> **WHAT IS NEEDED**: Please tally the rows below that contain the word "brown", and reply with only that number.

> **RECORDS FOR PROCESSING**:
# # # # # # #

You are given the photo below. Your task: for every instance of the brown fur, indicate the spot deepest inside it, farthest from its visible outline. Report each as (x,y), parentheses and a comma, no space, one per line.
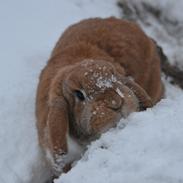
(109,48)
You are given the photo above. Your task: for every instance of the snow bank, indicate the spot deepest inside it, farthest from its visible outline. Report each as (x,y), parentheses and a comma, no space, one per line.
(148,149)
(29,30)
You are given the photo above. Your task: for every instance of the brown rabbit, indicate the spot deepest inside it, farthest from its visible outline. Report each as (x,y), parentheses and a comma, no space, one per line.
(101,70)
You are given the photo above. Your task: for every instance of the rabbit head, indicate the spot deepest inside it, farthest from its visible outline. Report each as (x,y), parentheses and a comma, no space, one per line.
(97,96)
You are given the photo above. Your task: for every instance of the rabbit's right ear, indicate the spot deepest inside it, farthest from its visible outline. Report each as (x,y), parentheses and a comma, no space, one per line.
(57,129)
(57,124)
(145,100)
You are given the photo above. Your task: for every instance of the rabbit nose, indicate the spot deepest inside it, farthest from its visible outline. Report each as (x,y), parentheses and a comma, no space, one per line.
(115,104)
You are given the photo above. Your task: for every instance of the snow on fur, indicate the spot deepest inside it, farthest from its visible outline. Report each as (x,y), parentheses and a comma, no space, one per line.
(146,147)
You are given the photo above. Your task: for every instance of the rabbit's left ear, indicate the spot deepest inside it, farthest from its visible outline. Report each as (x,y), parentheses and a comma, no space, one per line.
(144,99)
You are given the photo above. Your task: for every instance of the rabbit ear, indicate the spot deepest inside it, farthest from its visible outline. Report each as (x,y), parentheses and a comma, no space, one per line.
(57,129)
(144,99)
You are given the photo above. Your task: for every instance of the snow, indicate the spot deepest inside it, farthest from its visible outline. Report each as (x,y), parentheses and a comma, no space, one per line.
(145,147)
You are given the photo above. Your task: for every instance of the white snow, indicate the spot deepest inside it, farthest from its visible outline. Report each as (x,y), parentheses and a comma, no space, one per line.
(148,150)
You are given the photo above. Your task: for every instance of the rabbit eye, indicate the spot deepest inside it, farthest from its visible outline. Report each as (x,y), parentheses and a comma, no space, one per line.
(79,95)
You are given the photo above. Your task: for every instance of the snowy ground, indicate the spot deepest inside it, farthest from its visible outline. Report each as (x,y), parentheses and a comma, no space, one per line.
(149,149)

# # # # # # #

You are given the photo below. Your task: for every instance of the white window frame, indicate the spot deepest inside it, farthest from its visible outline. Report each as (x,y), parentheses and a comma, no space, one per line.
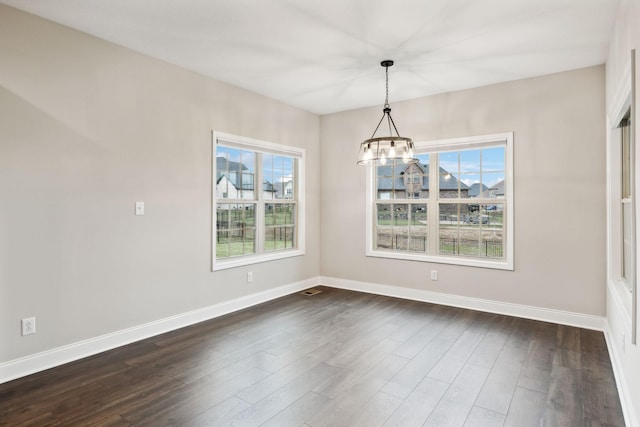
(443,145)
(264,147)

# # # # # # #

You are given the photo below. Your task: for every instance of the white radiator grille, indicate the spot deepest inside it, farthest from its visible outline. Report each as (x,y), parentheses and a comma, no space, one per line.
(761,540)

# # # # # # #

> **OUTPUT FOR THIS EXERCISE**: 2